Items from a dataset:
___

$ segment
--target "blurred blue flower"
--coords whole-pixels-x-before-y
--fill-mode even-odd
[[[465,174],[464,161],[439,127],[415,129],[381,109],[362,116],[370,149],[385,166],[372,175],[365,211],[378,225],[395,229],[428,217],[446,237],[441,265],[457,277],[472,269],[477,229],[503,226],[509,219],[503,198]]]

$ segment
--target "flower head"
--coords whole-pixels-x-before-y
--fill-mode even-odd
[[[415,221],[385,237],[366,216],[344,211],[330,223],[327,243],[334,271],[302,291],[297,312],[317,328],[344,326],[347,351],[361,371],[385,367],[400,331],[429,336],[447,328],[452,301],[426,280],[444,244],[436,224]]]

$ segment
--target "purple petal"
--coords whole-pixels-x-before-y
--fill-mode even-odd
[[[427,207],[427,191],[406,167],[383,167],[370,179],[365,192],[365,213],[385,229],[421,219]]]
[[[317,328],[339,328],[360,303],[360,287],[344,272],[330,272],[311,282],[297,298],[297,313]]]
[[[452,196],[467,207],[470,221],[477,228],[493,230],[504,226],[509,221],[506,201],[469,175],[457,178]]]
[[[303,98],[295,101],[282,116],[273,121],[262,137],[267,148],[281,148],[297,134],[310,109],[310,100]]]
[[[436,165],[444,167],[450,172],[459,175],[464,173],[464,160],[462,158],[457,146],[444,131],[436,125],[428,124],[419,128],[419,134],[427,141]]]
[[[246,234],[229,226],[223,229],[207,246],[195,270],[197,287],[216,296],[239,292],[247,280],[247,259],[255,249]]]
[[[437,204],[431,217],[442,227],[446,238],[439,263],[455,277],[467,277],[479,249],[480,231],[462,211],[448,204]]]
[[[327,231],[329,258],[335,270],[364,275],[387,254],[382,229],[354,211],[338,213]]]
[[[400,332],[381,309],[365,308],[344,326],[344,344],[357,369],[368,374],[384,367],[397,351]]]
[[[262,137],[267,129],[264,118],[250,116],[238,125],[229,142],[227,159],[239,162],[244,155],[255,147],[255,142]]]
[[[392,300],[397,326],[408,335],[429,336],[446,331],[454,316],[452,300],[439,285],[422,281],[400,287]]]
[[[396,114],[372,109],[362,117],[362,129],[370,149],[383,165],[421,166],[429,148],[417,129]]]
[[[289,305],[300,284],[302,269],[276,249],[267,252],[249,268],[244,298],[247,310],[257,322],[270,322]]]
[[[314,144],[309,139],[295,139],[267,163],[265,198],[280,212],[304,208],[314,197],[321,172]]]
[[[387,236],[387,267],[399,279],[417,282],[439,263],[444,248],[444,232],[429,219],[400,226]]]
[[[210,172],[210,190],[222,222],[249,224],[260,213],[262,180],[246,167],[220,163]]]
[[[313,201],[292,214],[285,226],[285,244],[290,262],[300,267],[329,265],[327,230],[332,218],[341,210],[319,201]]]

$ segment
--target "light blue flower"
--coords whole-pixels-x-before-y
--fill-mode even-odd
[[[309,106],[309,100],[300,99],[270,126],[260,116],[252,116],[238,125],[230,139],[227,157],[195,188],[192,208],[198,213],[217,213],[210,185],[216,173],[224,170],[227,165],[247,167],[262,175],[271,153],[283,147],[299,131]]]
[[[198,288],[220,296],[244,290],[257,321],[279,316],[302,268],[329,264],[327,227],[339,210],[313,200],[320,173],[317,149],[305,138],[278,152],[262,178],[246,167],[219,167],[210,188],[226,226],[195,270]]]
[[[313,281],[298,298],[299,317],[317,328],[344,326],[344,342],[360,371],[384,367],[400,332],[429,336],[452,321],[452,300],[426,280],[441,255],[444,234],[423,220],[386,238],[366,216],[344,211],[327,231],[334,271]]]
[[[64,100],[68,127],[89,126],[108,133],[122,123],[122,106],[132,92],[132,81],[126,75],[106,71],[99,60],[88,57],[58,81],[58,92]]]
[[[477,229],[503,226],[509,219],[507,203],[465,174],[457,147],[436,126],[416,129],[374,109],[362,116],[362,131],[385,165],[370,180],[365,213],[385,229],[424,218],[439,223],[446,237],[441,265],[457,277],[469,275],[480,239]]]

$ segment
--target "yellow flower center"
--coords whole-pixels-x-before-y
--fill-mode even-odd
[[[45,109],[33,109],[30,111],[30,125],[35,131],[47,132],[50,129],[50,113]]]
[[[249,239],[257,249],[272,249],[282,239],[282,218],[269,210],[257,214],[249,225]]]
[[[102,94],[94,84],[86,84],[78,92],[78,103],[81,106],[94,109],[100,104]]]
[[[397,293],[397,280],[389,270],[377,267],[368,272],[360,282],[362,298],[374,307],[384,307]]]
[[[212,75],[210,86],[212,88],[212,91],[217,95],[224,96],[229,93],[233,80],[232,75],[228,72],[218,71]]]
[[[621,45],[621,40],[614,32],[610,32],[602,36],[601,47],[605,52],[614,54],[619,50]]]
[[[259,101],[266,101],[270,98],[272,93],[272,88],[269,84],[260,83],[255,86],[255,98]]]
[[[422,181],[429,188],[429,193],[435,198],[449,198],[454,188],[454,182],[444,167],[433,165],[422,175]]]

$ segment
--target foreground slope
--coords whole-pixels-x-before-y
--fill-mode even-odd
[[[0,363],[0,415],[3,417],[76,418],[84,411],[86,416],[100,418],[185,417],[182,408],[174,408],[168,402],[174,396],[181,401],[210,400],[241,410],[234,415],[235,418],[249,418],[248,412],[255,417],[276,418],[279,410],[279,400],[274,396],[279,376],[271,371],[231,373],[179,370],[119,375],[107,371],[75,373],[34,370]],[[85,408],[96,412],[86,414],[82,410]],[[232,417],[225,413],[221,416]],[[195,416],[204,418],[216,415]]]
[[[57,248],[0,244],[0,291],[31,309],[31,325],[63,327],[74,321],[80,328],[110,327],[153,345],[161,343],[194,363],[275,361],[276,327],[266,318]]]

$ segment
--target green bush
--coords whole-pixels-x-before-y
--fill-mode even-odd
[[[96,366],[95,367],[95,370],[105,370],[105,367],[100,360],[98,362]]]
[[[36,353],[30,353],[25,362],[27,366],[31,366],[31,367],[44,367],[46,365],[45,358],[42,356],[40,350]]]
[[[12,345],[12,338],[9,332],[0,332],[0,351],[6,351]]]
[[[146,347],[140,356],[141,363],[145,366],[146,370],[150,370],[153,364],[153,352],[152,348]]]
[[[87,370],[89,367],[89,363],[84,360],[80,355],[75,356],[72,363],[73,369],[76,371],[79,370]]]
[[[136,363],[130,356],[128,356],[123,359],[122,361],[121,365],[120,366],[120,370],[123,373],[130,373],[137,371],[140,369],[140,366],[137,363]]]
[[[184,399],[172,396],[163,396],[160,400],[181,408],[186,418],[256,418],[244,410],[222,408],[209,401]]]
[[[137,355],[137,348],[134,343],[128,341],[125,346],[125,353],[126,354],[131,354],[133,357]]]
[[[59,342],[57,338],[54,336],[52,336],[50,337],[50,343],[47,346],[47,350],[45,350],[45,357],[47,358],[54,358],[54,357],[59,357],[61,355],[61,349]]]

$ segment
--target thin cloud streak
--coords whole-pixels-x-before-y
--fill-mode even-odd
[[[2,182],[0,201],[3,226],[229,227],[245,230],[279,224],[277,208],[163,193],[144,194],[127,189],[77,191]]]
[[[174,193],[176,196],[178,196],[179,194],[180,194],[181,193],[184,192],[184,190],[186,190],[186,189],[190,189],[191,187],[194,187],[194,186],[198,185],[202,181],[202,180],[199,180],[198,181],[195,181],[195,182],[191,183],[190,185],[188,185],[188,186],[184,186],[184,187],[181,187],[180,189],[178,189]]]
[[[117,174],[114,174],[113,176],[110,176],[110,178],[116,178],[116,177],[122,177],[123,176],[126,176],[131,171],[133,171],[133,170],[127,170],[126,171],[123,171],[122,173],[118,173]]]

___

[What you need to do]:
How many lines in the entries contain the string "target"? Reply with the number only.

[Task output]:
8